*WHAT NEEDS TO BE DONE*.
Can you copy out the items between the line containing "Q: Point out the sky" and the line containing "[0,126,175,161]", inclusive, with nothing changed?

*TASK MATERIAL*.
┌──
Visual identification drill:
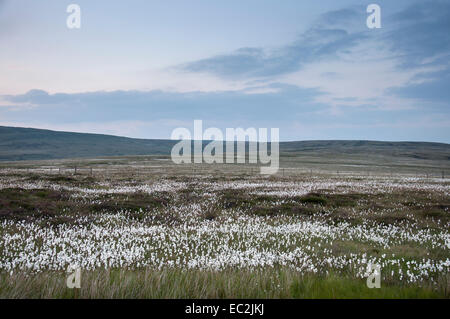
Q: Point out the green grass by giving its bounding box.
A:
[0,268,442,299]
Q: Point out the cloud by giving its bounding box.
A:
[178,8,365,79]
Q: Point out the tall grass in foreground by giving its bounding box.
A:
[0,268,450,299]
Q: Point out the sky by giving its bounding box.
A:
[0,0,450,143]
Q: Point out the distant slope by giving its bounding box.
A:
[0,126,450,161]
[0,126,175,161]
└──
┌──
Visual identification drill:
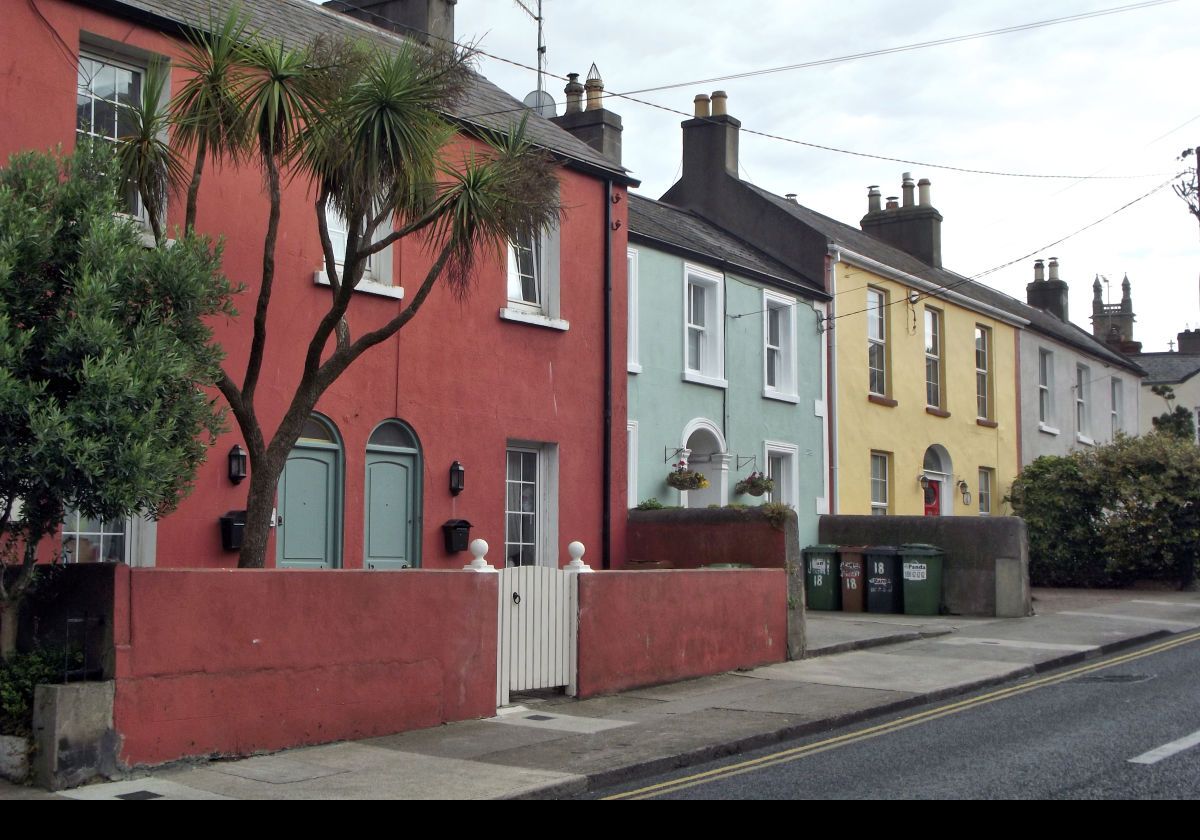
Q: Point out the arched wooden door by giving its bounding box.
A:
└──
*TASK RESULT*.
Q: Point out the sky by giving its bounding box.
A:
[0,0,450,143]
Q: Point out the distant slope by giving its bounding box.
A:
[0,126,450,161]
[0,126,175,161]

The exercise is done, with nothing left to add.